[Items from a collection]
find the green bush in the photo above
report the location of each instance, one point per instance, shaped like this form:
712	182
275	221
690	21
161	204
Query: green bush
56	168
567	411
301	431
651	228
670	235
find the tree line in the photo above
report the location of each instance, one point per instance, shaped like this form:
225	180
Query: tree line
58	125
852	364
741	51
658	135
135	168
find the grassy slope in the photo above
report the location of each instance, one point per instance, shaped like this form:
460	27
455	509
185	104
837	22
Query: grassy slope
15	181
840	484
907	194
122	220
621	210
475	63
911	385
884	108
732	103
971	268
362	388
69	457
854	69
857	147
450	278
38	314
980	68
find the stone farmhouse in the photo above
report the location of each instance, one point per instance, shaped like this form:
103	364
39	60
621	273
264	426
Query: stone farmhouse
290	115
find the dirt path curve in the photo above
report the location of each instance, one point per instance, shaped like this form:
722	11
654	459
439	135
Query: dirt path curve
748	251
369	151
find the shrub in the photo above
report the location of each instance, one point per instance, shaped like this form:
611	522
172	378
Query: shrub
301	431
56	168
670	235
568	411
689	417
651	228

==

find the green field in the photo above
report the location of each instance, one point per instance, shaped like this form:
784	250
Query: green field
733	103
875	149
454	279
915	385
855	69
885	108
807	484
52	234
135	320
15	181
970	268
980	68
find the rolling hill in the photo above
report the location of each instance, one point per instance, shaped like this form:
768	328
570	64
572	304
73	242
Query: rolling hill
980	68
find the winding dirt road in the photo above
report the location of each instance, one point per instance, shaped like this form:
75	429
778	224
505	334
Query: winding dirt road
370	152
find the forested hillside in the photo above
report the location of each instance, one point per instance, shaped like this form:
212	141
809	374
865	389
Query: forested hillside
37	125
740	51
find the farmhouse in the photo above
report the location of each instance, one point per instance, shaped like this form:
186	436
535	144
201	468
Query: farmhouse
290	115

• **Goal**
Gather every line in the items above that contains the word "hillside".

• **Task answer**
find the forested hillside in the photo above
Query: forested hillside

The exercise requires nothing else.